> PROBLEM DETAILS
Update the records below so that every "pretty-printed" becomes "neatly formatted", and leave all other text unchanged.

##### DATA IN THIS EXERCISE #####

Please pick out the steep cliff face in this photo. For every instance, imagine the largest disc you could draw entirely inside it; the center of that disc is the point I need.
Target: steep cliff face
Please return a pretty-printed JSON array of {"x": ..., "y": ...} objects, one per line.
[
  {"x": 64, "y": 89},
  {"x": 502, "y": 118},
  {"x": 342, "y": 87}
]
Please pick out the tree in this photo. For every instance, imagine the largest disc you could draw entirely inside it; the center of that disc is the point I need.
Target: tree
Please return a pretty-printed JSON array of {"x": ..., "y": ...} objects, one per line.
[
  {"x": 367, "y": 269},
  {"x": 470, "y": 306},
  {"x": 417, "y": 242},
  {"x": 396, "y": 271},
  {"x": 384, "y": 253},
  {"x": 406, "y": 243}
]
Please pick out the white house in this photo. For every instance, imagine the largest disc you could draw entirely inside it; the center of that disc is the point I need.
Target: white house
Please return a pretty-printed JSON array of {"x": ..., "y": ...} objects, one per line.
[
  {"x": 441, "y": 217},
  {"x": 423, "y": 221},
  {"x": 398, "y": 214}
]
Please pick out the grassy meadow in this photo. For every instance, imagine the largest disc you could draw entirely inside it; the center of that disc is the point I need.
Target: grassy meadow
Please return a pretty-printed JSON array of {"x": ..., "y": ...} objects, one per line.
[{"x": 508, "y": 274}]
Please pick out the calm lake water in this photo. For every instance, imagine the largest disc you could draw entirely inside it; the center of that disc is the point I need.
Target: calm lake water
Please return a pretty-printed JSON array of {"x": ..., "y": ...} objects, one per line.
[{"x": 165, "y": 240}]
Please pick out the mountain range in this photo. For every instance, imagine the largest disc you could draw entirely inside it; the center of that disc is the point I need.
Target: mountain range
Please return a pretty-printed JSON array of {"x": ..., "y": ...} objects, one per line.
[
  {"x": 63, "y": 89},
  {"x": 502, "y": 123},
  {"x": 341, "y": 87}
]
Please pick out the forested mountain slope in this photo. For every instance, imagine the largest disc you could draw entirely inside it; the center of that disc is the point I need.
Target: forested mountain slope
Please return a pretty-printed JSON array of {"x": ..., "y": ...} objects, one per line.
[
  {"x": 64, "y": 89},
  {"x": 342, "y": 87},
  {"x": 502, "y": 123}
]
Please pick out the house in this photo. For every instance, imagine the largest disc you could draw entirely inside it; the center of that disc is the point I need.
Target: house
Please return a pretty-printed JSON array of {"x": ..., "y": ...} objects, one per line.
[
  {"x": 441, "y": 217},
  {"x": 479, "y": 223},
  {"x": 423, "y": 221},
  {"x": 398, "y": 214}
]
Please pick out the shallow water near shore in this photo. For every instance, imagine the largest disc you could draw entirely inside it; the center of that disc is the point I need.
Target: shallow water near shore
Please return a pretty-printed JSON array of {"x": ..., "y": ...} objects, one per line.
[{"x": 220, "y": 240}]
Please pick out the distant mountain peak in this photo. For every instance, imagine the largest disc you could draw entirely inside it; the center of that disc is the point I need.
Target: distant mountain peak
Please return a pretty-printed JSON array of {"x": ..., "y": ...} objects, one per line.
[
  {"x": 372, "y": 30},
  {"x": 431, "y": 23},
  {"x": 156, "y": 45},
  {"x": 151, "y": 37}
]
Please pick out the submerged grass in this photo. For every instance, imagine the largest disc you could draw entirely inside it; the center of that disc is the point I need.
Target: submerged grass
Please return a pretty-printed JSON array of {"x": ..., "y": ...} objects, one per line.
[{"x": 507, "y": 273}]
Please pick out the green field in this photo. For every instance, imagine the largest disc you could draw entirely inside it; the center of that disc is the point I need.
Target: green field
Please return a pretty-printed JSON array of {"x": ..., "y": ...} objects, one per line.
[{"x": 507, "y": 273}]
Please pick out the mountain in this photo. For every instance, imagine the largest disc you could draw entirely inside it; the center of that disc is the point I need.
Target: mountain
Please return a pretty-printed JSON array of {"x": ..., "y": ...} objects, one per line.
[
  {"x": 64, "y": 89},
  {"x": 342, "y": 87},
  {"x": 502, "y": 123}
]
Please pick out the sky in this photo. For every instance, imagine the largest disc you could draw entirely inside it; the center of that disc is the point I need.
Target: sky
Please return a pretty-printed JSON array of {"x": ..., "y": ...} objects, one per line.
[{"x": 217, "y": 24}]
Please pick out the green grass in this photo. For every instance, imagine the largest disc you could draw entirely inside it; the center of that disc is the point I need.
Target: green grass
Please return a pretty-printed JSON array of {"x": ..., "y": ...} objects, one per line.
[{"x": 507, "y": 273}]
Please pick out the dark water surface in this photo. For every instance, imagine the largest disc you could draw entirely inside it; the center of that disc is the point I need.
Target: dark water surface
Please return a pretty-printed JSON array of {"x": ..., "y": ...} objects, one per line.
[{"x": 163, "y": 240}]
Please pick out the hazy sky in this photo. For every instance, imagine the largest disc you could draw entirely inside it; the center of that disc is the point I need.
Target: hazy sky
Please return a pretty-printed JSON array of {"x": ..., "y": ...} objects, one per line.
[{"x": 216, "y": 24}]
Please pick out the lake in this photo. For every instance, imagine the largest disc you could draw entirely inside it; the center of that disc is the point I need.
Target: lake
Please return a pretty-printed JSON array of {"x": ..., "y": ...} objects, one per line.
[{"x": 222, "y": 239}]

#####

> ANSWER IN FULL
Please pick out the steep cliff face in this photo. For every instance, imagine the largest disc you could draw entirely inside it; the center of that disc is the point I need.
Target: steep cliff face
Please return a neatly formatted JSON array of {"x": ..., "y": ...} objects, one per line.
[
  {"x": 64, "y": 89},
  {"x": 502, "y": 118},
  {"x": 342, "y": 87}
]
Please pick out the tree in this photo. For every instance, imagine the largest disc you could draw entirely inside it; the center of that disc is the point I need.
Target: tree
Please return a neatly formatted JSON array of {"x": ..., "y": ...} objects, one per line.
[
  {"x": 367, "y": 269},
  {"x": 470, "y": 306},
  {"x": 417, "y": 242},
  {"x": 396, "y": 271},
  {"x": 384, "y": 253},
  {"x": 406, "y": 243}
]
Please pick out the white house in this photo. For every instance, imagine the largest disc you could draw entirely inside it; the center of that disc is the point I need.
Target: white house
Please return a neatly formatted JSON array of {"x": ..., "y": ...} objects, one per line.
[
  {"x": 441, "y": 217},
  {"x": 423, "y": 221},
  {"x": 398, "y": 214}
]
Please pick out the grassy meadow in this photo. For every instance, imagine the largest disc you could draw entirely inside it; the center of that disc is the point I need.
Target: grassy meadow
Please return a neatly formatted JSON array of {"x": ..., "y": ...} objects, one per line.
[{"x": 508, "y": 274}]
Please pick out the calm lake water in this photo. For every instance, imagine the largest disc you could draw entirely inside it; the center of that disc is the point I need.
Target: calm lake water
Please return a neatly formatted JSON array of {"x": ..., "y": ...} objects, one per line.
[{"x": 165, "y": 240}]
Please pick out the mountain range in this photo. For every instance, imagine the largest disc you could draw entirely inside it; the center of that disc is the point I need.
Target: mountain range
Please return a neatly formatted JSON array of {"x": ..., "y": ...} objects, one per line.
[
  {"x": 63, "y": 89},
  {"x": 502, "y": 123},
  {"x": 341, "y": 87}
]
Please pick out the forested mountain slope in this photo. For every instance, imagine the largest disc you could draw entirely inside it; the center of that disc is the point I need.
Target: forested mountain slope
Please return a neatly formatted JSON array of {"x": ..., "y": ...} objects, one per line.
[
  {"x": 64, "y": 89},
  {"x": 342, "y": 87},
  {"x": 502, "y": 123}
]
Please pick out the house in this photo. For every instance, imagine the largest disc you could draw entirely inside it; the center of that disc is the point I need.
Target: house
Please return a neatly formatted JSON array of {"x": ..., "y": ...} objects, one per line.
[
  {"x": 441, "y": 217},
  {"x": 479, "y": 223},
  {"x": 423, "y": 221},
  {"x": 398, "y": 214}
]
Please pick out the shallow water near shore in this photo. For every instance, imagine the largest disc you could draw entirely inside it; the center of that disc is the point I need.
Target: shallow water near shore
Please return a neatly formatted JSON array of {"x": ..., "y": ...} objects, one per line.
[{"x": 220, "y": 240}]
Please pick out the distant mountain peak in this photo. For every instance, imagine the largest disc you could draw entirely inside it; the center of that disc is the point I need.
Target: distant mountain peak
Please return a neatly formatted JSON array of {"x": ..., "y": ...} objects, one per line.
[
  {"x": 372, "y": 30},
  {"x": 431, "y": 23},
  {"x": 156, "y": 45},
  {"x": 151, "y": 37}
]
Please pick out the submerged grass in this photo. For every instance, imagine the largest disc you could draw entirely inside it; the center of that disc is the point I need.
Target: submerged grass
Please return a neatly formatted JSON array of {"x": ..., "y": ...} objects, one per line.
[{"x": 507, "y": 273}]
Please pick out the green field in this photo. For every instance, imagine the largest disc you could draw entirely inside it; the center of that disc is the point I need.
Target: green field
Please return a neatly formatted JSON array of {"x": ..., "y": ...} objects, one per line.
[{"x": 507, "y": 273}]
Please pick out the mountain in this photo. For every instance, imagine the largest disc you could draw entirely inside it; the center of that disc is the point I need.
Target: mountain
Please return a neatly formatted JSON array of {"x": ..., "y": ...} objects, one per line.
[
  {"x": 64, "y": 89},
  {"x": 342, "y": 87},
  {"x": 502, "y": 123}
]
Please pick out the sky in this photo. For every instance, imagine the largest disc you could draw entirely inside it; the center of that disc is the point I need.
Target: sky
Please return a neatly formatted JSON array of {"x": ..., "y": ...} objects, one per line.
[{"x": 217, "y": 24}]
Please pick out the green grass in this photo. For every instance, imagine the largest disc you could draw entirely inside it; the center of that disc is the point I need.
Target: green grass
Please return a neatly formatted JSON array of {"x": ..., "y": ...} objects, one per line.
[{"x": 507, "y": 273}]
Please pick out the dark water surface in this photo. For every instance, imagine the largest disc you could draw entirely inside it; the center of that disc is the point I need.
Target: dark water surface
Please return a neatly formatted JSON array of {"x": ..., "y": ...} objects, one per line.
[{"x": 163, "y": 240}]
Please pick out the hazy sky in this photo. For every instance, imagine the largest disc you could draw entirely inside it; the center of that disc is the point I need.
Target: hazy sky
Please return a neatly formatted JSON array of {"x": ..., "y": ...} objects, one per line.
[{"x": 216, "y": 24}]
Please pick out the lake in this photo. For every instance, imagine the largest disc you could draw entirely inside it; the center of that disc is the point I need.
Target: lake
Please return a neatly formatted JSON array of {"x": ..., "y": ...} objects, one per line.
[{"x": 222, "y": 239}]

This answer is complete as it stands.